SUPPLIED TEXT START
Although the Central Institute for Cotton Research (CICR) admits that it could take another 2 to 3 years before the variety is released, The Times of India reports that the discovery could “revolutionize cotton farming.”
Keshav Kranthi, the CICR director who shared the results of the four-year project, says, “This appears to be an extremely promising experiment in cotton as it may increase output by 1.5 times per boll. At present, the maximum known boll weight in any public sector variety is 5.8 gm. However, the boll weight of the genetic stock developed by CICR scientists ranges from 5.9 to 7.9 grams. I was amazed to see such a huge boll weighing nearly 8 gm.”
P K Chakrabarty, a principal biotechnology scientist and head of crop development at CICR, explains the happy accident, saying that his intention going into the experiment was to develop a resistance to bacterial blight, a common North Indian leaf disease. To do this, Chakrabarty crossed Acala 44-B1 with Ganganagar ageti to get an F1 generation plant.
SUPPLIED TEXT END
GIVEN INFORMATION START
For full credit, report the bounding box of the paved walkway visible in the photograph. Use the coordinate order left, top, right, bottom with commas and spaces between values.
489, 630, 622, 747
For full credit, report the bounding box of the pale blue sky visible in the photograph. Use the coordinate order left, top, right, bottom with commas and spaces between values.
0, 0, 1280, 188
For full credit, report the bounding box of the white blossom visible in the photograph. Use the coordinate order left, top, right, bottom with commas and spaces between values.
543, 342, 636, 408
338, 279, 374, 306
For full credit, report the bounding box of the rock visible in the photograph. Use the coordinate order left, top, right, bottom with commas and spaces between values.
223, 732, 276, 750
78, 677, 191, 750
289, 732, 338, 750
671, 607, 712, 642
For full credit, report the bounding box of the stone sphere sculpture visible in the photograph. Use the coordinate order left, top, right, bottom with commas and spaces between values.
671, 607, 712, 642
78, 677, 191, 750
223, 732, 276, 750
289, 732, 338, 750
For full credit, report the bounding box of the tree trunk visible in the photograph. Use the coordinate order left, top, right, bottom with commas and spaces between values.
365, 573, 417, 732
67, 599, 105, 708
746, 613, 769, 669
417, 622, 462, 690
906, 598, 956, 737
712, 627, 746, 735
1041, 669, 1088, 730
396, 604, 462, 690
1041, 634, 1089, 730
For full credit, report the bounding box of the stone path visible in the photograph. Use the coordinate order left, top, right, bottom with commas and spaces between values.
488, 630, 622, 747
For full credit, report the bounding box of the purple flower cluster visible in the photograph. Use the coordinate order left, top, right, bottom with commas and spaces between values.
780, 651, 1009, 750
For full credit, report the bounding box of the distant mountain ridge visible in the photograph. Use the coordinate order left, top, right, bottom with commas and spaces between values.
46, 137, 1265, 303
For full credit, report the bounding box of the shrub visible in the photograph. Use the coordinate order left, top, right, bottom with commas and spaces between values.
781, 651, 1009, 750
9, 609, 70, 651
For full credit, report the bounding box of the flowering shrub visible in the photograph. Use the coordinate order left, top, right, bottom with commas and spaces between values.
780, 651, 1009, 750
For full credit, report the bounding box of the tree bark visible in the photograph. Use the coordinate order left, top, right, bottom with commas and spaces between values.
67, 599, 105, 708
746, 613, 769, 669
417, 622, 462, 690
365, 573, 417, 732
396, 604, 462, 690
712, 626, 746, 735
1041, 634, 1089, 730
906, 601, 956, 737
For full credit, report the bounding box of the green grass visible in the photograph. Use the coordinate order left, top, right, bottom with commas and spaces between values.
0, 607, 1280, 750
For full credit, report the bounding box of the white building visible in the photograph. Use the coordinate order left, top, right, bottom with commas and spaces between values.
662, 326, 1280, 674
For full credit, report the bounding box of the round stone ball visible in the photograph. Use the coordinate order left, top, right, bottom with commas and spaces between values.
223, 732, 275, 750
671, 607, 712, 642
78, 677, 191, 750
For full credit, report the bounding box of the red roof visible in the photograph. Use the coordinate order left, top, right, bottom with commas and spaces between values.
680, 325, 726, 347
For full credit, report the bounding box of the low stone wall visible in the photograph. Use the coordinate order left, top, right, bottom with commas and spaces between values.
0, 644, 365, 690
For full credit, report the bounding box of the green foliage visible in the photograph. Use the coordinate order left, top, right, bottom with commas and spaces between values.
GIVEN INFORMATION END
**WORK TASK**
Continue the news text above about the new high-yield cotton variety, starting after its last sentence.

**TASK RESULT**
The hybrid plants produced from the cross had extraordinarily large boll sizes, excellent opening of the cotton bolls and non-spreading, and sturdy stems- characteristics that were not visible in either of the parents.
Upon discovering these things, Chakrabarty states that he abandoned his previous study and began covering the flowers and bolls to prevent cross pollination and improve the characteristics he had stumbled upon.
“Luckily, after four years of repeating this experiment, I could stabilize these qualities in my F4 generation. I am sure by 2014 I will have a new variety ready in the F6 generation,” Chakrabarty said.
Chakrabarty says that once field studies begin, he expects a 2- to 3-folds jump to 2,500 to 3,000 per hectare. Also other parameters like fiber strength and length will be studied in the coming years.
“I am really excited. I am waiting for the day CICR will release the variety. When this happens it will be the first such public sector variety in the country. At present there are just one or two varieties in the private sector that claim to have a boll weight of 6 to 6.5 grams,” said Kranthi.